#### Exercise brief:
Can you write out the whole listing exactly?

* START Data lines *

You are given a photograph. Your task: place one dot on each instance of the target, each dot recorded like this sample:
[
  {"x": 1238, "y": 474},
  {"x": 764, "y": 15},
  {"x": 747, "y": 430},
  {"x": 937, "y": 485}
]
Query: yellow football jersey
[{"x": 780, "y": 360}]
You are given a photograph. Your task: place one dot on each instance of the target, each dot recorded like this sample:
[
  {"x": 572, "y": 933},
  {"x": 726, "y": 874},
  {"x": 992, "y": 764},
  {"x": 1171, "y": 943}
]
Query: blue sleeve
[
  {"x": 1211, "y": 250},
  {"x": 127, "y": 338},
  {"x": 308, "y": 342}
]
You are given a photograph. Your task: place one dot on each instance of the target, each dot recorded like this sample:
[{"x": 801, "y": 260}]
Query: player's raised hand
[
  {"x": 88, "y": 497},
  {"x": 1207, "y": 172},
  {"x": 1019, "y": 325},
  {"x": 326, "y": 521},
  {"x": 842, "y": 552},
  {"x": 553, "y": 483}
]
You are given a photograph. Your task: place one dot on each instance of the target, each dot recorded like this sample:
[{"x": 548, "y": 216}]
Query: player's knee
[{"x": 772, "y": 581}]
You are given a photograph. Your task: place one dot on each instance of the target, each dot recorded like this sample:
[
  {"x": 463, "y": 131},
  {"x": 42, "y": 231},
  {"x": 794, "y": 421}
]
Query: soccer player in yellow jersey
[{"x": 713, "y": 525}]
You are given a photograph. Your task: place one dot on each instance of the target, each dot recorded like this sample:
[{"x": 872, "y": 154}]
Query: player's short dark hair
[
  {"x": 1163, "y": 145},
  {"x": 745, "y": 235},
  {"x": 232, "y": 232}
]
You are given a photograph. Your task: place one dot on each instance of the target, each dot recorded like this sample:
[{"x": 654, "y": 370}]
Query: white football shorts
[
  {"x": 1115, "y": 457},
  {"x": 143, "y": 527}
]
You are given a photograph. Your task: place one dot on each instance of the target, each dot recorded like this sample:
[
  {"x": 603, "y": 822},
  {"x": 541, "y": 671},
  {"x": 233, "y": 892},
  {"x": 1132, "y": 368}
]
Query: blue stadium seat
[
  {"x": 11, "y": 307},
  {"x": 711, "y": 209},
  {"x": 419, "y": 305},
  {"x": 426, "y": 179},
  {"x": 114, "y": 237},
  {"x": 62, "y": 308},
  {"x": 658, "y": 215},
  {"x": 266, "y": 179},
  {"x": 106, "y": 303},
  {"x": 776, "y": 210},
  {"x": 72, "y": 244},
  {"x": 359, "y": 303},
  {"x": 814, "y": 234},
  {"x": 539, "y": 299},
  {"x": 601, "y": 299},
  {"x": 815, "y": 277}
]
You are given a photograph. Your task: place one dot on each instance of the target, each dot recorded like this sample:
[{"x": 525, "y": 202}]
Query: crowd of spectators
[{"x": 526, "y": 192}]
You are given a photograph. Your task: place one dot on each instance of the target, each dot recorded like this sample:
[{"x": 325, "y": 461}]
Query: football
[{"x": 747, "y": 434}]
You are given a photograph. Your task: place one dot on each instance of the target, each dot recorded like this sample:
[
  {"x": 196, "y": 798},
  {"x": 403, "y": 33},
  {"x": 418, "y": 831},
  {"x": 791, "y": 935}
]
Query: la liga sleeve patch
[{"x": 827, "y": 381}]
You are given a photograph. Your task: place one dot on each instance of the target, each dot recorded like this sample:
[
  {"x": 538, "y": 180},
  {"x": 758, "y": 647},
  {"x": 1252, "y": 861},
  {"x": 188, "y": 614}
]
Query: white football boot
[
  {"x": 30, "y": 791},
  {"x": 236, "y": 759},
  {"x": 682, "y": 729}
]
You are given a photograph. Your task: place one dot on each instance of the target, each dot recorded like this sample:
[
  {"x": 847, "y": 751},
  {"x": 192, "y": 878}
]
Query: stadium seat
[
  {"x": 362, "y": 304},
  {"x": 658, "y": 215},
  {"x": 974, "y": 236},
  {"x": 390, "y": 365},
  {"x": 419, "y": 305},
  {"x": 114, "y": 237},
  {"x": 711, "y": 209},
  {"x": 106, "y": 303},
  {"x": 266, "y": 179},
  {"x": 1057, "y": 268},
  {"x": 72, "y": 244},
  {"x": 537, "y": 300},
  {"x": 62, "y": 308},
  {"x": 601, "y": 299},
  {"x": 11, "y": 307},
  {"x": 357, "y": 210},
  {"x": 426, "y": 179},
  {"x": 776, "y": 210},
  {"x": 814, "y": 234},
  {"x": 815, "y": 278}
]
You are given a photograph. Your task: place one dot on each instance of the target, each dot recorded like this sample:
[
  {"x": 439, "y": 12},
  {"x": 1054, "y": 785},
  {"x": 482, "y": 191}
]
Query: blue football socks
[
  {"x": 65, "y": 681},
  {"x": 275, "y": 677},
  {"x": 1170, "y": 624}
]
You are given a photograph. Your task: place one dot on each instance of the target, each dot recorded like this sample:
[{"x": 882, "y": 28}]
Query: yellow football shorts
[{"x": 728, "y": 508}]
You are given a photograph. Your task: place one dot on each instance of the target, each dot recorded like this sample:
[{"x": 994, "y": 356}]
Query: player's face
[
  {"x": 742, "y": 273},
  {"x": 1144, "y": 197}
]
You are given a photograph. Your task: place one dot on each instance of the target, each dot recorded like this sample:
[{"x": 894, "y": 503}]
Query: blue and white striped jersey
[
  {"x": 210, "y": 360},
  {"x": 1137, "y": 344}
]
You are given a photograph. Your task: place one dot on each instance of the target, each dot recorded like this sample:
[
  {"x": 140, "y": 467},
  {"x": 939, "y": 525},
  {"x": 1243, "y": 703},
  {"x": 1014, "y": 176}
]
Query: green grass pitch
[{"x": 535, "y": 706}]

* END Data lines *

#### Result:
You are given a photograph. Your task: place one dot on each instance of the target, each dot recorded like this sample:
[
  {"x": 1238, "y": 474},
  {"x": 764, "y": 15},
  {"x": 747, "y": 430},
  {"x": 937, "y": 485}
]
Query: yellow football jersey
[{"x": 780, "y": 360}]
You are given a photograph. Your task: place one dot on each instance of the target, each dot recorded like this sample:
[
  {"x": 572, "y": 933},
  {"x": 726, "y": 874},
  {"x": 992, "y": 764},
  {"x": 1171, "y": 943}
]
Query: blue sleeve
[
  {"x": 1211, "y": 250},
  {"x": 127, "y": 338},
  {"x": 308, "y": 342}
]
You are given a photograph. Your task: place one dot on each instance of the target, each dot recorded like this sample:
[{"x": 801, "y": 260}]
Query: player's raised hand
[
  {"x": 88, "y": 497},
  {"x": 1207, "y": 172},
  {"x": 1019, "y": 325},
  {"x": 326, "y": 521},
  {"x": 842, "y": 552},
  {"x": 553, "y": 483}
]
You are given a photograph. Your task: place one dot on each instance of the target, each dot recorded like this sample:
[{"x": 548, "y": 216}]
Query: player's knee
[{"x": 772, "y": 581}]
You are given a photograph. Your task: place one dot on each instance of the target, each dot recorded like this sample:
[
  {"x": 463, "y": 131},
  {"x": 42, "y": 231},
  {"x": 794, "y": 421}
]
Query: soccer player in yellow jersey
[{"x": 713, "y": 525}]
You are given a photograph. Your task: place one dot on each instance of the target, each dot recorded like this sample:
[{"x": 872, "y": 154}]
Query: player's short dark hair
[
  {"x": 1163, "y": 145},
  {"x": 745, "y": 235},
  {"x": 232, "y": 232}
]
You are given a photograph. Your task: place one dot on each instance of the target, each dot recorded like this sample:
[{"x": 654, "y": 370}]
Query: white football shorts
[
  {"x": 1115, "y": 457},
  {"x": 143, "y": 527}
]
You are given a photograph. Your task: place one dot on each instance of the target, each dot recorded like this sample:
[
  {"x": 603, "y": 822},
  {"x": 541, "y": 671},
  {"x": 233, "y": 892},
  {"x": 1132, "y": 368}
]
Query: blue stadium seat
[
  {"x": 11, "y": 307},
  {"x": 711, "y": 209},
  {"x": 419, "y": 305},
  {"x": 426, "y": 179},
  {"x": 114, "y": 237},
  {"x": 62, "y": 308},
  {"x": 658, "y": 215},
  {"x": 266, "y": 179},
  {"x": 106, "y": 303},
  {"x": 776, "y": 210},
  {"x": 72, "y": 244},
  {"x": 359, "y": 303},
  {"x": 814, "y": 234},
  {"x": 539, "y": 299},
  {"x": 601, "y": 299},
  {"x": 815, "y": 277}
]
You are given a photograph. Your task: place one dot on each instance of the target, each dot recorded like this sample:
[{"x": 525, "y": 202}]
Query: crowd of spectators
[{"x": 526, "y": 192}]
You are given a photograph. Your task: place one dot on each instance of the target, each dot recorded like this sample:
[{"x": 325, "y": 461}]
Query: football
[{"x": 747, "y": 434}]
You are given a photograph. Your task: place one dot on each instance of the target, each dot recorded like this sample:
[
  {"x": 196, "y": 798},
  {"x": 403, "y": 33},
  {"x": 418, "y": 831},
  {"x": 791, "y": 935}
]
Query: la liga sleeve patch
[{"x": 827, "y": 381}]
You are given a photograph. Your task: place one dot on each instance of the target, each dot recorded like this sample:
[
  {"x": 538, "y": 180},
  {"x": 758, "y": 647},
  {"x": 1252, "y": 861},
  {"x": 188, "y": 614}
]
Query: white football boot
[
  {"x": 30, "y": 791},
  {"x": 236, "y": 759},
  {"x": 682, "y": 729}
]
You are given a photograph. Your task: place one dot on each instance of the target, each dot recorded like this sample:
[
  {"x": 847, "y": 751},
  {"x": 192, "y": 878}
]
Query: stadium seat
[
  {"x": 362, "y": 304},
  {"x": 658, "y": 215},
  {"x": 974, "y": 236},
  {"x": 390, "y": 365},
  {"x": 419, "y": 305},
  {"x": 114, "y": 237},
  {"x": 711, "y": 209},
  {"x": 106, "y": 303},
  {"x": 266, "y": 179},
  {"x": 1057, "y": 268},
  {"x": 72, "y": 244},
  {"x": 537, "y": 300},
  {"x": 62, "y": 308},
  {"x": 601, "y": 299},
  {"x": 11, "y": 307},
  {"x": 357, "y": 210},
  {"x": 426, "y": 179},
  {"x": 776, "y": 210},
  {"x": 814, "y": 234},
  {"x": 815, "y": 278}
]
You are given a photograph. Your task: place one dot on each instance of the target, each dot recorded like this sample:
[
  {"x": 439, "y": 12},
  {"x": 1054, "y": 785},
  {"x": 482, "y": 191}
]
Query: blue football socks
[
  {"x": 65, "y": 681},
  {"x": 275, "y": 677},
  {"x": 1170, "y": 624}
]
You are given a photograph. Your task: place one dot on each instance of the target, each dot recorded like this sample:
[{"x": 882, "y": 28}]
Query: yellow football shorts
[{"x": 728, "y": 508}]
You are given a photograph. Your task: place one dot on each instance of the target, each dot recorded like this sample:
[{"x": 994, "y": 356}]
Query: player's face
[
  {"x": 742, "y": 273},
  {"x": 1144, "y": 197}
]
You are given a photograph. Your task: place one dot on each instance of the target, each dot recorded like this sample:
[{"x": 894, "y": 503}]
Query: blue and white striped jersey
[
  {"x": 210, "y": 360},
  {"x": 1137, "y": 344}
]
You are given a photograph. Your task: place one dot on each instance of the target, each dot recorded like this sample:
[
  {"x": 140, "y": 467},
  {"x": 939, "y": 525},
  {"x": 1243, "y": 703},
  {"x": 1014, "y": 176}
]
Query: green grass pitch
[{"x": 535, "y": 706}]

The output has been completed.